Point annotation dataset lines

========

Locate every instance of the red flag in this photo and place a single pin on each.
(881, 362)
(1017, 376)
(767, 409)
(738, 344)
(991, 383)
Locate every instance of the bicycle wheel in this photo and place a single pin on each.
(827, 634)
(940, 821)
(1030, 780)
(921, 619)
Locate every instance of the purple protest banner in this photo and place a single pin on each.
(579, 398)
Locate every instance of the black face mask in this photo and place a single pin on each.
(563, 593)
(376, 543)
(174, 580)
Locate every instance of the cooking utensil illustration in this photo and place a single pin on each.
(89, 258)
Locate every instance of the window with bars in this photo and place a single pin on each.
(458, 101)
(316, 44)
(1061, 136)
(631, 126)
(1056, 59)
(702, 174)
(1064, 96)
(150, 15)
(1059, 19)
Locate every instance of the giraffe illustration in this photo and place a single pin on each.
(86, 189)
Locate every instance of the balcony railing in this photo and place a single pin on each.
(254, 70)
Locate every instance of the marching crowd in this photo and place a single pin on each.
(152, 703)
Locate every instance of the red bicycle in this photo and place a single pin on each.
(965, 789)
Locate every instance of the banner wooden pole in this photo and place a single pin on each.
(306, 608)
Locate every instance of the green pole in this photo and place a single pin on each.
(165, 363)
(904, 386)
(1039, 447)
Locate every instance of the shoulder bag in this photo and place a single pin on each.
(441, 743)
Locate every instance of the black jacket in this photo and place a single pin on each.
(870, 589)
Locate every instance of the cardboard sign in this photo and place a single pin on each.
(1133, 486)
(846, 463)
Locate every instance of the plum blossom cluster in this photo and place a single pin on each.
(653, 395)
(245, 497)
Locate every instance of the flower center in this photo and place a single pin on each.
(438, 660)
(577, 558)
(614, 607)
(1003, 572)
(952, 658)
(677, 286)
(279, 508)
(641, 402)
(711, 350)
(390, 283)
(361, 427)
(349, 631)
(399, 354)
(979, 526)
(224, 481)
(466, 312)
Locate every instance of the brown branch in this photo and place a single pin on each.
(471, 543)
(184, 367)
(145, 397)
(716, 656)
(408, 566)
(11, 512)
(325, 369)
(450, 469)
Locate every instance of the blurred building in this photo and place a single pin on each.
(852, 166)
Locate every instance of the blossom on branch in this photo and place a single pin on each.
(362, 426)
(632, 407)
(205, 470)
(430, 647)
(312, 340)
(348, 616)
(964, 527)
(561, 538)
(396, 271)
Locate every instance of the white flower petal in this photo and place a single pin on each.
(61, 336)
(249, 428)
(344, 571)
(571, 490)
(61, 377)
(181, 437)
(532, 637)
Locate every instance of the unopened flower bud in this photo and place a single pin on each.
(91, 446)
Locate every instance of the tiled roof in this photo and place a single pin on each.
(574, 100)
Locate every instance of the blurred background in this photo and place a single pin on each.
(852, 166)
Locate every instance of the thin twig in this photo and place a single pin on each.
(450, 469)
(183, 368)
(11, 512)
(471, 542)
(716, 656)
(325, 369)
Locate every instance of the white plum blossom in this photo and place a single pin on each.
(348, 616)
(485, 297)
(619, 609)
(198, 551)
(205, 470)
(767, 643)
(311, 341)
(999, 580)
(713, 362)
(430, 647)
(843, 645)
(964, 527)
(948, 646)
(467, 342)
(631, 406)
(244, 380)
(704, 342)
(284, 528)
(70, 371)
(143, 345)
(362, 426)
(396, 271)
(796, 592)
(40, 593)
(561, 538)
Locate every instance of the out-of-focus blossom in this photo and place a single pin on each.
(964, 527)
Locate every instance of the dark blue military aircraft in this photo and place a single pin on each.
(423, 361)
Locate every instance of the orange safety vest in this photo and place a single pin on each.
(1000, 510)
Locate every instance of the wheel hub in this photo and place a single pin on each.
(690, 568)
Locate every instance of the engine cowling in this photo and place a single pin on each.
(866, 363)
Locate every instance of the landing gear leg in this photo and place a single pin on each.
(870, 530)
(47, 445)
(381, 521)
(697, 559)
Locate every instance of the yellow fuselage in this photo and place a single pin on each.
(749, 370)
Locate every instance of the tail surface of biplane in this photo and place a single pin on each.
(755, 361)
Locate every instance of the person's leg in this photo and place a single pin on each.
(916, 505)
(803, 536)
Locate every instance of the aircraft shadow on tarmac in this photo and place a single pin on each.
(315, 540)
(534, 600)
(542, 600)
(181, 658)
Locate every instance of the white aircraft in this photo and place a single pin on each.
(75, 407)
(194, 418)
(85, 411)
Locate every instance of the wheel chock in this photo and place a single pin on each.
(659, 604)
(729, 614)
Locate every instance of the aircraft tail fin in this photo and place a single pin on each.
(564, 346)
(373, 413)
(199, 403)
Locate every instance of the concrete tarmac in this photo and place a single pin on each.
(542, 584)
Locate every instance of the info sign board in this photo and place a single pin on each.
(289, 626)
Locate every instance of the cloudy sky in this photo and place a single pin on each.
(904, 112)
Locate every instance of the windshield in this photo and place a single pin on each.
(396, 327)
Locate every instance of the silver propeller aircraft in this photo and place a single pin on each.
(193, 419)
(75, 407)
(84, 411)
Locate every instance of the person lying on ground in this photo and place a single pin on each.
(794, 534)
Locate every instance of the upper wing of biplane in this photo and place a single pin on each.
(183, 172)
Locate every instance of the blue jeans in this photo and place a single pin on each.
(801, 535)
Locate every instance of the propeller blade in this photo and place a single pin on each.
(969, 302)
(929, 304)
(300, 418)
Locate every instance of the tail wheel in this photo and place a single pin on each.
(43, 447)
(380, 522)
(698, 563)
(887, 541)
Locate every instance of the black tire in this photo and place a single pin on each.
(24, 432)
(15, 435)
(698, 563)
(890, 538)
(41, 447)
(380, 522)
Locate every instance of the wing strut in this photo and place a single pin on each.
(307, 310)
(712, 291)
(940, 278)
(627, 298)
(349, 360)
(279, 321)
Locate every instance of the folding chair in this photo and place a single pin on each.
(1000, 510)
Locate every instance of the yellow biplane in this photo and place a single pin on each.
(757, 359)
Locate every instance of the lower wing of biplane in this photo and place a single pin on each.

========

*Work to do*: Copy every line above, keeping each one unchanged.

*Exercise output*:
Locate every instance of the red flag in this photo and place a single pin on each.
(881, 362)
(1017, 376)
(767, 409)
(738, 344)
(991, 383)
Locate every instance of the bicycle wheel in this photo and place a single pin on each.
(827, 634)
(940, 821)
(1030, 780)
(921, 619)
Locate every instance of the purple protest banner in this photo and place a single pin on each.
(579, 398)
Locate every instance of the black face mask in this photo and place a single pin on each.
(563, 593)
(376, 543)
(174, 580)
Locate every instance of the cooking utensil illustration in this photo and place a single pin on each.
(89, 258)
Locate every instance of the window with bars in this photo and place a single pin on each.
(458, 101)
(316, 44)
(1061, 136)
(631, 126)
(1056, 59)
(702, 174)
(1064, 96)
(150, 15)
(1059, 19)
Locate every instance of the giraffe illustration in this photo and place a single pin on each.
(86, 189)
Locate every instance of the balcony railing in this photo and place a single pin on each.
(254, 70)
Locate every instance of the marching crowd in this photo and place a single pin on each.
(152, 703)
Locate every instance of the red bicycle in this photo and place a single pin on each.
(965, 789)
Locate every instance of the banner wooden pole in this photo and place a single pin on each.
(306, 608)
Locate every instance of the green pole in this photo and place a single pin on each.
(165, 363)
(904, 386)
(1039, 447)
Locate every instance of the shoulder bag in this photo and place a single pin on each.
(441, 743)
Locate every instance of the black jacket in this photo and place a single pin on each.
(870, 589)
Locate every instance of the cardboard sign in this photo and place a single pin on each.
(1133, 486)
(846, 463)
Locate every instance of the plum blossom cluster in this photo and place a single pin on each.
(653, 395)
(245, 497)
Locate every instance of the flower center in this photo and place a single pin on each.
(438, 660)
(577, 558)
(614, 607)
(1003, 572)
(952, 658)
(677, 286)
(279, 508)
(641, 402)
(711, 350)
(390, 283)
(361, 427)
(349, 631)
(399, 354)
(979, 526)
(224, 481)
(466, 312)
Locate every instance of the brown branch in this photo and place a single pin on each.
(471, 543)
(184, 367)
(145, 397)
(716, 656)
(408, 566)
(11, 512)
(325, 369)
(450, 469)
Locate every instance of the blurred building in this photo and place a single pin on each.
(852, 166)
Locate every instance of the blossom on branch in this photo and place a single pin on each.
(362, 426)
(632, 407)
(205, 470)
(430, 647)
(312, 340)
(348, 616)
(964, 527)
(561, 538)
(396, 271)
Locate every instance of the white flower petal in this photo and place a single pin on each.
(61, 336)
(249, 428)
(344, 571)
(571, 490)
(61, 377)
(181, 437)
(532, 637)
Locate every instance of the unopened flower bud in this photo and place a single pin on each.
(91, 446)
Locate every instance of the tiled roof in this photo and place a single pin on each.
(574, 100)
Locate every instance of the blurred background in this photo and place a single pin on each.
(852, 166)
Locate every instance of the thin twig in this photo and place a single pin on each.
(450, 469)
(183, 368)
(11, 512)
(471, 542)
(716, 656)
(325, 369)
Locate every instance of the white plum blossom in this photo and place a single pin on each.
(348, 616)
(485, 297)
(619, 609)
(198, 551)
(205, 470)
(767, 643)
(311, 341)
(999, 580)
(713, 362)
(430, 647)
(843, 645)
(964, 527)
(948, 646)
(467, 342)
(631, 406)
(244, 380)
(704, 342)
(284, 528)
(70, 371)
(143, 345)
(362, 426)
(396, 271)
(796, 592)
(40, 593)
(561, 538)
Locate every instance of the out-of-focus blossom in this photo and place a single pin on each.
(964, 527)
Locate every instance of the dark blue military aircraft in this photo and place a single pin on each.
(423, 361)
Locate every instance of the orange safety vest in this photo and place a single pin on each.
(1000, 510)
Locate every instance of the wheel hub in this photo and place a single pin on each.
(690, 568)
Locate every instance of the engine cowling in this photo and place a single pin on each.
(866, 363)
Locate every instance of the landing gear leg in this photo and place a single pin on each.
(870, 530)
(47, 445)
(381, 521)
(697, 559)
Locate every instance of the yellow fuselage in this photo and place a single pin on each.
(749, 370)
Locate every instance of the tail surface of biplane in this photo and place a single pin on each.
(755, 361)
Locate every instance of the person's leg in this photo and place a single pin on each.
(916, 505)
(803, 536)
Locate every instance of the aircraft shadow on tarmac in this photo and place a single pin on each.
(315, 540)
(534, 600)
(542, 600)
(181, 658)
Locate every instance of the white aircraft in this photo and place a single pin on each.
(75, 407)
(194, 418)
(85, 411)
Locate every instance of the wheel chock in this photo and place a single pin on each.
(659, 604)
(729, 614)
Locate every instance of the aircraft tail fin in this photo and place a single pin on each.
(564, 346)
(373, 413)
(199, 403)
Locate every instance of the concrete tarmac in this photo and place a single pin on each.
(542, 584)
Locate every instance of the info sign board in this photo and place a single pin on each.
(289, 626)
Locate every instance of the cloudy sky in this photo and place a single pin on each.
(904, 112)
Locate every instance of the windshield in this photo and place a single pin on each.
(396, 327)
Locate every instance of the silver propeller aircraft in this photo and place a single pin on each.
(193, 419)
(75, 407)
(84, 411)
Locate every instance of the person lying on ground in this photo and place a single pin on each.
(794, 534)
Locate every instance of the upper wing of biplane in this photo and place a single pin on each.
(183, 172)
Locate every instance of the blue jeans in this photo and place a single pin on each.
(801, 535)
Locate every instance of the propeller blade in this photo and place a single pin on each.
(969, 302)
(929, 304)
(300, 418)
Locate every instance of the tail wheel in this photo and place a single pin on each.
(43, 447)
(380, 522)
(698, 563)
(887, 541)
Locate every instance of the black tire in this photo and place a single pin on each.
(24, 432)
(15, 435)
(698, 563)
(890, 538)
(41, 447)
(380, 522)
Locate every instance of the wing strut in this photo and place a single pin on each.
(307, 310)
(712, 291)
(940, 278)
(627, 298)
(349, 360)
(279, 321)
Locate every instance of the folding chair in this photo and place a single pin on each.
(1000, 510)
Locate every instance of the yellow biplane in this photo and place a single pin on each.
(757, 359)
Locate every instance of the lower wing of biplane in this photo and place a single pin on each.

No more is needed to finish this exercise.